WHAT NEEDS TO BE DONE:
Repeat the whole listing, keeping each line as it is.

INPUT MATERIAL:
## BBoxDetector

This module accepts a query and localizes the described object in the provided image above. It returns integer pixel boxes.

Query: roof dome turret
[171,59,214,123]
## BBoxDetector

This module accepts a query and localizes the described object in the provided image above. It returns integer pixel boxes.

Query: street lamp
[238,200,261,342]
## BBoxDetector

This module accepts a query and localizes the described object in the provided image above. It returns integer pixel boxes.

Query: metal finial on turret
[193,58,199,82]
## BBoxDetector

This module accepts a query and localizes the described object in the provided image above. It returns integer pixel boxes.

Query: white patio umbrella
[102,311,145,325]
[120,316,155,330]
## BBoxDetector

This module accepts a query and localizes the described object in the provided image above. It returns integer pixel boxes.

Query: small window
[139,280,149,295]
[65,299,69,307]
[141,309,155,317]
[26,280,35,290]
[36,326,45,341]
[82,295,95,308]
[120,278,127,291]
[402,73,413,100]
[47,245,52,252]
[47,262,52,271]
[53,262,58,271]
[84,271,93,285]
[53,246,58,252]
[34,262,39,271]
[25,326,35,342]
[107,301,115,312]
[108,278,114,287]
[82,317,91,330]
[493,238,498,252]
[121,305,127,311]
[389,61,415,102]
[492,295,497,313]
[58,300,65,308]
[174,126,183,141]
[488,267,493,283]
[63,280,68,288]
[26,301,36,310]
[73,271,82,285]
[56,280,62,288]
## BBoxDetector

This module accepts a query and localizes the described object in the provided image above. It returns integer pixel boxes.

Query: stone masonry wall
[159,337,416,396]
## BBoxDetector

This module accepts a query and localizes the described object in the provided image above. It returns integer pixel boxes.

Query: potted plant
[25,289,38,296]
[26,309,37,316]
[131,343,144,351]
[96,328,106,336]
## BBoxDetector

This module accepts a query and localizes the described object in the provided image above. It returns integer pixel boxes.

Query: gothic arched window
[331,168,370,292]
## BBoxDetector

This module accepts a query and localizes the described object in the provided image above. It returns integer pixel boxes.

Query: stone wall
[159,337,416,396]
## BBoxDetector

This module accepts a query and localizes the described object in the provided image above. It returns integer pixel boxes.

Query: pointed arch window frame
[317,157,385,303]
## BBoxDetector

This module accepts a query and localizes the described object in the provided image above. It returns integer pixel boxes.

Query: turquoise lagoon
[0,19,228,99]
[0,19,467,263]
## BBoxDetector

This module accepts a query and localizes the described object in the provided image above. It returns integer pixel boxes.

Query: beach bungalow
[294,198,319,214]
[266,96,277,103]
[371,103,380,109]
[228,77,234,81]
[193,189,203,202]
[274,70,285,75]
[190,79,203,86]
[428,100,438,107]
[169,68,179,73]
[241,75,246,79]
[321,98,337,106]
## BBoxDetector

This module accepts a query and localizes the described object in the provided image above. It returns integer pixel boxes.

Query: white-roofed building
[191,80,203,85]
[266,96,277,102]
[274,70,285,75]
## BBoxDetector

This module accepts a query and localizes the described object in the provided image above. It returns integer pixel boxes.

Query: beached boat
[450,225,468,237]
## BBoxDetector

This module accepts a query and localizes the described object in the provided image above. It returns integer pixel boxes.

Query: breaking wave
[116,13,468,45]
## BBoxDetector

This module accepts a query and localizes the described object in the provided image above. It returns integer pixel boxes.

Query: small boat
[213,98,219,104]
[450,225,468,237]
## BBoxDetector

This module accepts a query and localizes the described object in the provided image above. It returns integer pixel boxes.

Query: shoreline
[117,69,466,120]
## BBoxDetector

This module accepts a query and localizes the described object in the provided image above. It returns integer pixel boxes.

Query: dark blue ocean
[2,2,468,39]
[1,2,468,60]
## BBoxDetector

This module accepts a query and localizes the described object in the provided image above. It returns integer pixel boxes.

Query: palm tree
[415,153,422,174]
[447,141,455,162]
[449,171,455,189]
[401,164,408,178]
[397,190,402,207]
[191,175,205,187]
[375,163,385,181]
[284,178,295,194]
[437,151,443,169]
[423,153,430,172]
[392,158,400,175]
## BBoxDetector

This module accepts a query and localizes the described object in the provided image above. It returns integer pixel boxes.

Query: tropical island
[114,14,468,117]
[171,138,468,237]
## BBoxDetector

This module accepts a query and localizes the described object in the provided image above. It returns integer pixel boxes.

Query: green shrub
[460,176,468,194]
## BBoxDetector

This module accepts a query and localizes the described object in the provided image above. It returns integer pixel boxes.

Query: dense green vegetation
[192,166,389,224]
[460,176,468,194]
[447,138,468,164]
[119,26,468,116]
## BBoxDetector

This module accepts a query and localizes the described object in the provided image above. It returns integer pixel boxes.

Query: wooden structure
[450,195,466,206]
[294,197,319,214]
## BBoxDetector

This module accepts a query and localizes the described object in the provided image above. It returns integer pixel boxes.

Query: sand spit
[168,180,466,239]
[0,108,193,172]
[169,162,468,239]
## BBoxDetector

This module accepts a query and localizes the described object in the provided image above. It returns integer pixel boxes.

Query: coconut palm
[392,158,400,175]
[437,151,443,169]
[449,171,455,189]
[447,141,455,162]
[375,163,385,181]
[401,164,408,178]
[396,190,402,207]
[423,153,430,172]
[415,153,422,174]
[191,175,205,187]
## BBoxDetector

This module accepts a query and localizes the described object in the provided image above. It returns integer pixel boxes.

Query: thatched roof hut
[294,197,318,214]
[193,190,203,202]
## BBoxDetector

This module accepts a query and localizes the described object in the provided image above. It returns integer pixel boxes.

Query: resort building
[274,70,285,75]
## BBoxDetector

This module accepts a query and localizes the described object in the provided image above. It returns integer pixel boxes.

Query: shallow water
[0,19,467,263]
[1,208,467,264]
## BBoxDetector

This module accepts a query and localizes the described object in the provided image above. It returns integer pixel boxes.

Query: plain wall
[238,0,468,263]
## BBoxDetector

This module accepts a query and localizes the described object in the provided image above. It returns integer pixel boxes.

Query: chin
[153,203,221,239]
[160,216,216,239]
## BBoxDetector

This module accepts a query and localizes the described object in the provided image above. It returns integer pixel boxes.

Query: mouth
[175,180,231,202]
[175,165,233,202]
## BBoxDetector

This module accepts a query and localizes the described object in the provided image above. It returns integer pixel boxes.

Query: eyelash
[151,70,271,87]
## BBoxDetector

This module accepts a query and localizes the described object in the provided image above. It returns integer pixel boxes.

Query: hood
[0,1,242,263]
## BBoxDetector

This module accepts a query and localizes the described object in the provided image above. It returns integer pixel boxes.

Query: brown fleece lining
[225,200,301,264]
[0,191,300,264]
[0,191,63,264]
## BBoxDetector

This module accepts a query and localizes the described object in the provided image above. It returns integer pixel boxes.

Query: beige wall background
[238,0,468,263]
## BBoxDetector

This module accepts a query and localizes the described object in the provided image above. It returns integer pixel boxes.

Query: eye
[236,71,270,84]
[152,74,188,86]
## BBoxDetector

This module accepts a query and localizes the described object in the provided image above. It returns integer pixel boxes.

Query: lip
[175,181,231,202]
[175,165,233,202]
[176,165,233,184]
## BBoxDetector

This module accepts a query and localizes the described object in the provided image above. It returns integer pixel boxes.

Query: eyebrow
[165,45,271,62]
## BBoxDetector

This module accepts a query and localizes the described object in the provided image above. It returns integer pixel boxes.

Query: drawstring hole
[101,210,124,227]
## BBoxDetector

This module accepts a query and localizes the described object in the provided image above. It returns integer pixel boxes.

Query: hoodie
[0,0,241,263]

WRITTEN ANSWER:
## BBoxDetector

This module accepts a query and localizes the described object in the provided image above. It returns integer pixel boxes.

Query: roof dome turret
[171,59,214,123]
## BBoxDetector

This module accepts a query and localizes the described object in the provided image above. It returns integer pixel boxes.

Query: street lamp
[238,200,261,342]
## BBoxDetector

This module accepts a query and localizes the described object in the provided image above. It returns integer pixel boxes.

Query: metal finial on turret
[193,58,199,82]
## BBoxDetector

This module accepts a query and localizes the described object in the provided image above. It returns integer pixel boxes.

Query: white patio umbrella
[102,311,145,325]
[120,316,155,330]
## BBoxDetector

This module accepts a query and localizes the described object in the provided image above. It returns integer pixel boxes.

Query: small window
[139,280,149,295]
[65,299,69,307]
[141,309,155,317]
[26,280,35,290]
[36,326,45,341]
[82,295,95,308]
[120,278,127,291]
[402,73,413,100]
[47,245,52,252]
[47,262,52,271]
[53,262,58,271]
[84,271,93,285]
[53,246,58,252]
[34,262,39,271]
[25,326,35,342]
[107,301,115,312]
[108,278,114,287]
[82,317,91,330]
[493,238,498,252]
[121,305,127,311]
[389,61,415,102]
[492,295,497,313]
[58,300,65,308]
[174,126,183,141]
[488,267,493,283]
[63,280,68,288]
[26,301,36,310]
[73,271,82,285]
[56,280,62,288]
## BBoxDetector

This module accepts a query and localizes the described object in the provided image above. It returns integer pixel boxes.

Query: stone masonry wall
[159,337,416,396]
## BBoxDetector

This module accepts a query and localizes the described object in the provided image above. It returns integer pixel boxes.

Query: potted plant
[25,289,38,296]
[26,309,37,316]
[131,343,144,351]
[96,328,106,336]
## BBoxDetector

This module accepts a query and localizes the described object in the provided image above. It returns integer pixel boxes.

Query: gothic arched window
[331,168,370,292]
## BBoxDetector

This module accepts a query and localizes the described object in the provided image above. It returns integer pixel boxes.

Query: stone wall
[159,337,416,396]
## BBoxDetector

This module accepts a query and localizes the described object in the provided image above. It returns integer pixel boxes.

Query: pointed arch window frame
[317,157,385,303]
## BBoxDetector

This module accepts a query and localizes the described object in the provided image above. It returns integer pixel boxes.

Query: turquoise lagoon
[0,19,228,99]
[0,19,467,263]
## BBoxDetector

This module accepts a query and localizes the described object in the provided image above. It returns integer pixel boxes.

Query: beach bungalow
[294,198,319,214]
[266,96,277,103]
[371,103,380,109]
[228,77,234,81]
[193,189,203,202]
[274,70,285,75]
[190,79,203,86]
[428,100,438,107]
[169,68,179,73]
[241,75,246,79]
[321,98,337,106]
## BBoxDetector

This module accepts a query and localizes the described object in the provided image above. It returns integer pixel boxes.

Query: white-roofed building
[191,80,203,85]
[266,96,277,102]
[274,70,285,75]
## BBoxDetector

This module accepts a query and localizes the described object in the provided image above. It returns integer pixel boxes.

Query: beached boat
[450,225,468,237]
## BBoxDetector

This module accepts a query and localizes the described object in the provided image above. It returns integer pixel boxes.

Query: breaking wave
[116,13,468,45]
## BBoxDetector

This module accepts a query and localizes the described object in the provided image above. It returns integer pixel boxes.

Query: small boat
[213,98,219,104]
[450,225,468,237]
## BBoxDetector

This module accepts a query and localizes the described object in the provided image above. It returns integer pixel boxes.

Query: shoreline
[117,69,466,120]
## BBoxDetector

This module accepts a query and localizes the described object in the provided image above. It returns integer pixel boxes.

Query: dark blue ocean
[2,2,468,39]
[1,2,468,60]
## BBoxDetector

This module accepts a query and localizes the described object in the provided image above. It returns integer pixel boxes.

Query: palm tree
[415,153,422,174]
[447,141,455,162]
[449,171,455,189]
[401,164,408,178]
[397,190,402,207]
[191,175,205,187]
[375,163,385,181]
[284,178,295,194]
[437,151,443,169]
[423,153,430,172]
[392,158,400,175]
## BBoxDetector

This module accepts a query and localizes the described object in the provided image above. It returns integer pixel boxes.

Query: tropical island
[114,14,468,117]
[171,138,468,237]
## BBoxDetector

This module accepts a query and localizes the described object in the provided image above. It returns integer pixel boxes.

Query: green shrub
[460,176,468,194]
## BBoxDetector

This module accepts a query and localizes the described object in the provided image above. It returns integer pixel boxes.

Query: dense green vegetation
[192,166,389,224]
[460,176,468,194]
[447,138,468,164]
[119,26,468,116]
## BBoxDetector

This module accepts a query and localizes the described object in the provided image above. It returns integer pixel boxes.

Query: wooden structure
[450,195,466,206]
[294,197,319,214]
## BBoxDetector

This module accepts a query and localizes the described object in the provided image above. It returns integer pixel boxes.

Query: sand spit
[168,180,466,239]
[0,108,193,172]
[169,162,468,239]
## BBoxDetector

This module accepts a query and localizes the described object in the provided image above. It returns integer pixel boxes.

Query: coconut palm
[392,158,400,175]
[437,151,443,169]
[449,171,455,189]
[447,141,455,162]
[375,163,385,181]
[401,164,408,178]
[396,190,402,207]
[423,153,430,172]
[415,153,422,174]
[191,175,205,187]
## BBoxDetector

This module accepts a query and localizes the described object in the provided image above. It returns integer pixel boxes.

Query: thatched roof hut
[294,197,318,214]
[193,190,203,202]
## BBoxDetector

This module accepts a query and localizes the described object in the provided image above. It returns integer pixel boxes.

Query: resort building
[274,70,285,75]
## BBoxDetector

This module accepts a query and localizes the described object in the provided image above. It returns integer pixel boxes.

Query: shallow water
[0,19,467,263]
[1,208,467,264]
## BBoxDetector

This module accepts a query and localizes the described object in the provided image above. It returns integer pixel boxes.

Query: plain wall
[238,0,468,263]
## BBoxDetector

This module accepts a query and localizes the described object in the provided image above. It returns integer pixel boxes.

Query: chin
[153,203,221,239]
[160,216,216,239]
## BBoxDetector

This module accepts a query and localizes the described object in the provided image above. It returns integer pixel boxes.

Query: mouth
[175,180,231,202]
[175,165,233,202]
## BBoxDetector

This module accepts a query and localizes the described object in the provided image above. It returns integer pixel boxes.

Query: eyelash
[151,70,271,87]
## BBoxDetector

This module accepts a query and localizes the described object in the provided image above. It returns integer pixel boxes.

Query: hood
[0,1,242,263]
## BBoxDetector

This module accepts a query and localizes the described object in the provided image above. It returns integer pixel boxes.

Query: brown fleece lining
[225,200,301,264]
[0,191,300,264]
[0,191,63,264]
## BBoxDetector

This module accepts a query and localizes the described object in the provided image above. It returns integer pixel boxes.

Query: beige wall background
[238,0,468,263]
## BBoxDetector

This module accepts a query and localizes the described object in the provided image above. It returns integer pixel boxes.

Query: eye
[236,71,270,84]
[152,74,188,86]
## BBoxDetector

This module accepts a query and localizes the described object in the provided image above. It returns integer pixel boxes.

Query: lip
[175,181,231,202]
[175,165,233,202]
[176,165,233,184]
## BBoxDetector

This module accepts a query and localizes the described object in the provided image above. It returns integer pixel boxes.

Query: eyebrow
[165,45,271,62]
## BBoxDetector

This module accepts a query and localizes the described object in the provided image above. It returns integer pixel boxes.

Query: drawstring hole
[101,210,124,227]
## BBoxDetector

This module accepts a query and localizes the described object in the provided image above. It returns integer pixel boxes.

Query: hoodie
[0,0,241,263]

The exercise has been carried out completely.